**Passage shown**
■ ■ ■ ■

Lately many firms have become interested in acquiring or investing in companies in South Korea and Southeast Asia, a policy which Dawn approves of. He says that for something like a semiconductor plant, construction and equipment costs run to tens of billions of NT dollars. "They are built of money." If it happens that the supply of capital is cut off, others can take advantage of a company's financial needs to become partners in it or acquire it. He feels that turning a rival into an ally is a good approach. Not long ago, there were rumors that Samsung, Daewoo and others were interested in approaching Taiwan for financial assistance. Taiwan's northward ambitions may be on the verge of becoming reality.
A warning to Taiwan
Hu, who has a deep understanding of Korea, reminds Taiwan's industries not to be overly optimistic. She says that its current economic slowdown and limited capital mean that Korea is facing a redistribution of resources, "but regardless of how it changes, high technology will still be its first priority. It won't be easy for Taiwan to take a piece of its pie." And buying into a firm only helps it to weather the crisis and rebuild, something of limited benefit to Taiwan.
In fact, it is Taiwan's firms which are clearest on these points. Last year, Acer and Taiwan Semiconductor were involved in discussions on building a chip packaging plant with Korea's Anam Group, the world's largest chip packager and the possessor of much-desired technologies. Negotiations had been wrapped up, but the plans had to be brought to a halt because the regional financial crisis had left Anam unable to raise the money to buy into the partnership.
If these companies think so highly of Anam, why didn't they loan it the money themselves? Acer had it reasons. Philip Peng, vice president of corporate finance and investment management at Acer, says, "If Anam didn't put its own money into the venture, it wouldn't have been much hurt if the venture failed. It would therefore have taken this joint venture less seriously." He says that Acer hopes for a close partnership and real cooperation. Therefore Acer is not really very concerned about a delay; it can wait. And when Anam has the money, they will see what happens.
Korea has invested big money in research and development and in buying technology from Europe and the US. It naturally has a technological edge over Taiwan in industries such as semiconductors, photo-electronics, consumer electronics and cars. And Taiwanese firms naturally would like to take advantage of the depreciation in South Korea's currency to buy technology from it. But the recent shocking accusations involving Taiwan's Nanya Technology have poured cold water on these plans.

■ ■ ■ ■

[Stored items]
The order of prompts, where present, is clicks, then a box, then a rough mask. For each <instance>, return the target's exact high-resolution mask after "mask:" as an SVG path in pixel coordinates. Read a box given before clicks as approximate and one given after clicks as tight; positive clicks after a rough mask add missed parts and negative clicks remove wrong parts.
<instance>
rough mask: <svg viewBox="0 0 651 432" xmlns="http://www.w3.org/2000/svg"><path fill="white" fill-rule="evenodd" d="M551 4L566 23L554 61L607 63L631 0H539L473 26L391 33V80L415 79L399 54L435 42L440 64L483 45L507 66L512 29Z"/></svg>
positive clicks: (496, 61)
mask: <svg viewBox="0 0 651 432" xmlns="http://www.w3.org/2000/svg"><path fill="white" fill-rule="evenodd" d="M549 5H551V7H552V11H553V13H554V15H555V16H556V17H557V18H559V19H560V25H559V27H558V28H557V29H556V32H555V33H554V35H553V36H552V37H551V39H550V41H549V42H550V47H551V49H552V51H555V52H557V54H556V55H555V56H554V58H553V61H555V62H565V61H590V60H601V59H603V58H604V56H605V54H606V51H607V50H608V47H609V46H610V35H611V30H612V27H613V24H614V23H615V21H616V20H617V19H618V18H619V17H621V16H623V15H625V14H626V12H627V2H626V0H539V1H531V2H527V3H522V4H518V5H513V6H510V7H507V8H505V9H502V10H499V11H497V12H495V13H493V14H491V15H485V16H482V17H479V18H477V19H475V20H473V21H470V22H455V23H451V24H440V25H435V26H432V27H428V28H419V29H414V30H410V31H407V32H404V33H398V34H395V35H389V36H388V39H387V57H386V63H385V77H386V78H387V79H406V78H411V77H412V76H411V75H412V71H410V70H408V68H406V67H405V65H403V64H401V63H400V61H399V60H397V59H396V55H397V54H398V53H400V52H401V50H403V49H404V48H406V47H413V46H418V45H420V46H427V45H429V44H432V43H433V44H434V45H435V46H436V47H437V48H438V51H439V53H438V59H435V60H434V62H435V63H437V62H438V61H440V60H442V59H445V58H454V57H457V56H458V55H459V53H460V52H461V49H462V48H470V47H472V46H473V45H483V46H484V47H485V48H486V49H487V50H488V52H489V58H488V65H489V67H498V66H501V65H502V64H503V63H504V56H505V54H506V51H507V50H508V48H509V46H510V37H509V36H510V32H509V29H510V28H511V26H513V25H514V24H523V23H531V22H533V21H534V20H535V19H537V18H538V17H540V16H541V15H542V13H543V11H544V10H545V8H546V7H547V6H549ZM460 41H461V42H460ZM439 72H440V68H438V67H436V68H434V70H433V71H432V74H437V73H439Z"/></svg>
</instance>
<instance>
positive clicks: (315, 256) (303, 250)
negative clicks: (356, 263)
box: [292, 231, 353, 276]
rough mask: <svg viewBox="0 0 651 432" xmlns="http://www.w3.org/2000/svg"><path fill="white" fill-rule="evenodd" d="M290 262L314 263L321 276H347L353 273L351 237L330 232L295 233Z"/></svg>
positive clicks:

■ ■ ■ ■

**Your tasks**
1. Please answer these about the passage on Taiwanese firms and Korea:
(a) Which company is described as the world's largest chip packager?
(b) What position does Philip Peng hold at Acer?
(c) Which Taiwanese company is linked to the accusations that dampened plans to buy Korean technology?
2. Go on with the passage on Taiwanese firms and Korea, picking up right after its final sentence.
None of the records is needed here.

**Responses by task**
1.
(a) Korea's Anam Group
(b) Vice president of corporate finance and investment management
(c) Nanya Technology

2.
Hu says it all started in July of last year when Nanya signed contracts with a Korean technology broker. At that time, who knew that Korea would be sucked into the regional crisis? When the authorities were tipped-off, Korea had just been given loans by the International Monetary Fund (IMF), and their national pride was smarting at the "economic bailout." The breaking of this case made Taiwan appear to Korean eyes like a thief come to steal from a burning house.
Hu remembers being shocked at seeing newspaper headlines which read "A Warning to Taiwan" when she visited Korea to gather information at the end of last year. "At such a moment, what Taiwanese would dare discuss cooperation with the Koreans?" ask many scholars.
Taiwan and Korea have been competitors for many years, and so it is very difficult to make any moves northward at such a sensitive time. On the other hand, Taiwan and Southeast Asia have been working together or many years. It seems that now is the time to move southward.
Stabilization and expansion to the south
"As a friend, Taiwan can encourage private investment in Southeast Asia," says Council for Economic Planning and Development head P.K. Chiang, who just returned from a fact-finding mission to the region. He says that the government can, by providing funds to banks, make money available to Taiwanese firms operating in the area to help them solidify their already extant operations. It can also encourage those with the resources to go further by making new investments.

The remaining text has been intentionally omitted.